- Try it
The answer must restate every record word for word.

- Point-per-instance localization data
· · · · · · ·
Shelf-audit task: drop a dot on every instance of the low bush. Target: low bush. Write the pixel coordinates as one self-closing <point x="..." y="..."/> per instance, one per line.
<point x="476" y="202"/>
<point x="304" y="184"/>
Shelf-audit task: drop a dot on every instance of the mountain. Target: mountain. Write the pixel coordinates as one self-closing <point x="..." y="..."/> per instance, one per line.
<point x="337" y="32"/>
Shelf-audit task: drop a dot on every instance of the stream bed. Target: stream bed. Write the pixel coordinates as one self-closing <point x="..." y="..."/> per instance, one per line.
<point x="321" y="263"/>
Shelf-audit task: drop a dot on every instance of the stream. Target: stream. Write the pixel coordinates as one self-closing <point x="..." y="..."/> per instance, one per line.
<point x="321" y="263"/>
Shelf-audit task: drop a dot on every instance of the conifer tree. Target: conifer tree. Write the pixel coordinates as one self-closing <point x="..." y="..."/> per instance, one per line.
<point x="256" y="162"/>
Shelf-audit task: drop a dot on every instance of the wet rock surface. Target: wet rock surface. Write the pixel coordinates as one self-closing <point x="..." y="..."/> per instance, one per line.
· · · · · · ·
- Response
Shelf-audit task: drop a dot on every instance of the low bush. Target: low bush. Write the pixel coordinates as one self-closing <point x="..." y="..."/> per instance, one per line.
<point x="476" y="202"/>
<point x="304" y="184"/>
Shelf-audit task: drop a dot on every instance of the mountain. Target: mountain. Write the pixel coordinates as one self-closing <point x="..." y="..."/> per instance, one per line.
<point x="337" y="32"/>
Shelf-audit task: drop a dot on every instance of the stream bed. Target: stream bed. Write the pixel coordinates as one self-closing <point x="..." y="..."/> per instance, one per line.
<point x="321" y="263"/>
Shelf-audit task: drop a dot on every instance of the stream. Target: stream. Write the pixel coordinates as one self-closing <point x="..." y="..."/> per instance, one per line.
<point x="321" y="263"/>
Shelf-audit task: drop a dot on every instance of the conifer tree. Target: conifer tree. Write the pixel coordinates as one self-closing <point x="..." y="..."/> per instance, one per line.
<point x="256" y="162"/>
Shelf-audit task: drop a dot on every instance of the wet rock surface. Target: wet rock surface. Write the pixel coordinates as one self-closing <point x="..." y="..."/> per instance, one per line.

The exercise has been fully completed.